▸ Excerpt to read:

------------------------------------------------------------------------

# all season tires vs winter tires test



## cruze-control (Jul 23, 2010)

if youre the type of person that wants to save a few bucks by buying all seasons instead of having summer tires and seperate winter tires. than read this article and watch the videos before you make a decision.

Still Think All Season Radials Are Good Enough For Winter?


----------



## Inline4_driver (Jul 23, 2010)

I try to keep telling everyone I know how bad all seasons are during the winter time. Hopefully when I show them this they realize what I've been telling them. Thanks for posting this.


----------



## montana (Nov 12, 2010)

Great post OP. Some people just don't understand the importance of winter tires, and tires in general. Doesn't matter what kind of car you have FWD Civic, RWD Camaro, AWD Subaru WRX, once you have the right tires it makes a big impact on your driving.


----------



## CRUISE-CRUZE (Nov 8, 2010)

------------------------------------------------------------------------

▸ Entries supplied:
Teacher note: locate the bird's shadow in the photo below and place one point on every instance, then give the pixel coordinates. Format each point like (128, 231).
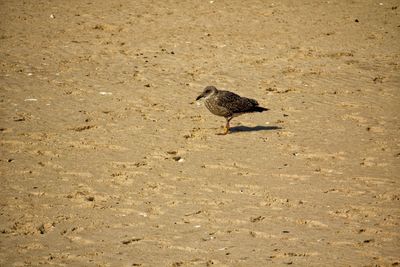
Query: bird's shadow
(237, 129)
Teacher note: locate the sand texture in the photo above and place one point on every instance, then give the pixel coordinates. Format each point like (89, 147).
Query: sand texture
(107, 160)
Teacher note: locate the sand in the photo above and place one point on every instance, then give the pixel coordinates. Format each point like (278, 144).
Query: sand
(107, 160)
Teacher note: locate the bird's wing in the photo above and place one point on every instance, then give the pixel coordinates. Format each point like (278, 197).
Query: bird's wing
(234, 102)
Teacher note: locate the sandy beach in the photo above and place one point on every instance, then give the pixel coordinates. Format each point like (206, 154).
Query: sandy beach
(108, 160)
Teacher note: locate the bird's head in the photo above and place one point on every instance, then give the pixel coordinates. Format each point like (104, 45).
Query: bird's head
(207, 92)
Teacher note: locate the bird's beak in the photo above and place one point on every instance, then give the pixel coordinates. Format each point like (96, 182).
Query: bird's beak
(199, 97)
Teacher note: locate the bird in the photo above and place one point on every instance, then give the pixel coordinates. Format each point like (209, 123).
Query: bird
(228, 104)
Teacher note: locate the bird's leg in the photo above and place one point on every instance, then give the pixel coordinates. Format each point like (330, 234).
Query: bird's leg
(227, 127)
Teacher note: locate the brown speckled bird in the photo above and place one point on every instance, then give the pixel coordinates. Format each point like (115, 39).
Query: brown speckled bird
(227, 104)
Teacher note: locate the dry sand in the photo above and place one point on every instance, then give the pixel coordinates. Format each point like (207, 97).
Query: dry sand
(97, 108)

------------------------------------------------------------------------

▸ Requirements:
A) Copy word for word the part of the winter tire thread starting at "if youre the" and ending at "Enough For Winter?".
B) Pick up the winter tire thread at the point where it stops and keep it going.

▸ Answers to each task:
A)
if youre the type of person that wants to save a few bucks by buying all seasons instead of having summer tires and seperate winter tires. than read this article and watch the videos before you make a decision.

Still Think All Season Radials Are Good Enough For Winter?

B)
C’mon guys, it is clear, definitely is better to wear the proper tires for each season. You don’t have to be a genius to understand that. If you are living in a region with 4-5 months of winter, definitely better use winter tires. But if you are living somewhere where you have snow 4-5 weeks in a year, all season could be a better choice. Personally I am using Michelin all season performance tires but I have winter socks special made for snow and ice. I keep them in my trunk and I have used just once when I really couldn’t go forward without. I can put the socks in 3 minutes and speed limit is 35-40 miles on the snow or ice. I think this is a good compromise if the winter is not for long time in your area.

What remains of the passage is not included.